→ Extrait à lire
Enfin, sous ses réalisations plurielles, le ton de cette œuvre est unique : c’est une langue poétique, travaillée sous ses allures simples, sans place pour le mélodrame ou le larmoyant, malgré la rudesse des sujets auxquelles elle choisit parfois de se confronter. L’instrument que s’est forgé depuis son enfance Ananda Devi peut aujourd’hui jouer de toute une gamme d’effets : révolte, humour, description, critique sociale, réflexion… Son univers n’en a pas moins une grande cohérence, donnant pour finir toujours voix aux marginalisés, aux invisibles, aux insulaires blessés, avec une langue où la beauté n’efface jamais la rage, ni l’émerveillement.

 

En conclusion


La fiche Wikipédia d’Ananda Devi précise qu’elle ne « doit pas être confondue » avec la Nanda Nevi. La Nanda Devi, signifiant « déesse de la Félicité » (de devi, « déesse », et nanda, « joie »), est la plus haute montagne entièrement contenue dans le territoire indien. C'est aussi le plus haut sommet de la chaîne du Garhwal. Le jury pense tout au contraire que c’est là une confusion qui lui irait bien, tant l’écrivaine mauricienne d’origine indienne lui semble aujourd’hui au sommet de son art.


Ananda Devi a certes déjà reçu plusieurs prix bien mérités, d’abord francophones (Prix des cinq continents de la francophonie et prix RFO du livre en 2006), et son public comme ses récompenses s’est considérablement élargi depuis quelques années (Prix Ouest France-Étonnants Voyageurs et Prix Femina des Lycéens en 2021, Prix de la Langue Française en 2023) jusqu’au prestigieux Neustadt Prize pour l'ensemble de son œuvre en 2024. Mais le jury insiste : Ananda Devi n’est plus seulement aujourd’hui une écrivaine dont le renom va croissant, ni même seulement « l’une des auteures les plus singulières de la littérature francophone contemporaine », mais une des voix les plus puissantes de la littérature mondiale.

→ Énoncé
Pourriez-vous recopier mot pour mot le passage de l'extrait sur Ananda Devi qui commence aux mots « En conclusion » et s'arrête après « de son art. » ?

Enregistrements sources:

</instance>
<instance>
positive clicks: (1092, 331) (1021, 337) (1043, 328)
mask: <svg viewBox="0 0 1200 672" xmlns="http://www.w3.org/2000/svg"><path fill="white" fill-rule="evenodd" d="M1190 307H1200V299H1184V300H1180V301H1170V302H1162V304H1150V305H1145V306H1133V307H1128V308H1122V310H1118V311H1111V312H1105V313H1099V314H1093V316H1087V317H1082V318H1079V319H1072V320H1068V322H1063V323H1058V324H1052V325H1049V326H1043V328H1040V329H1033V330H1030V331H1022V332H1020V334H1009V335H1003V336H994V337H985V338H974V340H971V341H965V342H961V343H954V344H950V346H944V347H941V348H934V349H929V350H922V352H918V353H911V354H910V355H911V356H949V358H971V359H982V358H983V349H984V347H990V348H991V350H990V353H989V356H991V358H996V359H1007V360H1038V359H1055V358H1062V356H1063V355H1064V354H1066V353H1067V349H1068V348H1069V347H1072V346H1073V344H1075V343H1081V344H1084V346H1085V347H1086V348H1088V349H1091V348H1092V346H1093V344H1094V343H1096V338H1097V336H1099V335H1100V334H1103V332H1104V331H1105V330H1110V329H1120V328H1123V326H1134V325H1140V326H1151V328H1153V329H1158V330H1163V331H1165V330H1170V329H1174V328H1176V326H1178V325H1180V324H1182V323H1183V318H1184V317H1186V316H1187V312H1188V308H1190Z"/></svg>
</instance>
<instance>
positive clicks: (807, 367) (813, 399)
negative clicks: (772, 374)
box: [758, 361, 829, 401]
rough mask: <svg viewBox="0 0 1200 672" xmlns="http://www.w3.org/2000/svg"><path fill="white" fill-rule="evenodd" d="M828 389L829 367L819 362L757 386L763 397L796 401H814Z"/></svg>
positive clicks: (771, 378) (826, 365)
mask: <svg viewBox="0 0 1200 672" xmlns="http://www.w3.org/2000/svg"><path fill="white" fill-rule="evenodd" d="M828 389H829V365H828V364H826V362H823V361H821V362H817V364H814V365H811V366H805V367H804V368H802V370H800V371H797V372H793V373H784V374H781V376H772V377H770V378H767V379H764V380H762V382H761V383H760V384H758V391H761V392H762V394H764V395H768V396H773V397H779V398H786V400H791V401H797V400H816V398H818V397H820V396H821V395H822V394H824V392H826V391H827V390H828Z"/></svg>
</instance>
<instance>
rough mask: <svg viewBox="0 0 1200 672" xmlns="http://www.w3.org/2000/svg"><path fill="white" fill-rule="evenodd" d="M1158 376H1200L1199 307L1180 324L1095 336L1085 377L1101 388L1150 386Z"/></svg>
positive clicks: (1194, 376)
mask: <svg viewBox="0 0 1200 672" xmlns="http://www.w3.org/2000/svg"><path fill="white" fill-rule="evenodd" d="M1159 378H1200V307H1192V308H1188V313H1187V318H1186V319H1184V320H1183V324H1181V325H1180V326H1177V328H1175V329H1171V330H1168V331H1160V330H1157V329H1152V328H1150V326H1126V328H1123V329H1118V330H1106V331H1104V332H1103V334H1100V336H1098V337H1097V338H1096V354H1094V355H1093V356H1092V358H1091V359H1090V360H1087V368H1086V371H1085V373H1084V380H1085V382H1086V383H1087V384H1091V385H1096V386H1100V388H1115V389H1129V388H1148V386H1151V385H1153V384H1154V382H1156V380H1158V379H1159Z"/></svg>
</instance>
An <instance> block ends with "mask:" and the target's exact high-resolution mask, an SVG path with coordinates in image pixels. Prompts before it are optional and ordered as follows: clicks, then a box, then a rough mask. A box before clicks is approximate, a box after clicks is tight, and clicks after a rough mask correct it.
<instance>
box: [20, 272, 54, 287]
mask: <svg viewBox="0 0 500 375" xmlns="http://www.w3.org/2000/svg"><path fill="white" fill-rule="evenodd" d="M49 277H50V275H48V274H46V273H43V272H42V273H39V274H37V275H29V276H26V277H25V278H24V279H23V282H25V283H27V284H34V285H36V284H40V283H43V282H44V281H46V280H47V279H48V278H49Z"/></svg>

→ Résultat
En conclusion


La fiche Wikipédia d’Ananda Devi précise qu’elle ne « doit pas être confondue » avec la Nanda Nevi. La Nanda Devi, signifiant « déesse de la Félicité » (de devi, « déesse », et nanda, « joie »), est la plus haute montagne entièrement contenue dans le territoire indien. C'est aussi le plus haut sommet de la chaîne du Garhwal. Le jury pense tout au contraire que c’est là une confusion qui lui irait bien, tant l’écrivaine mauricienne d’origine indienne lui semble aujourd’hui au sommet de son art.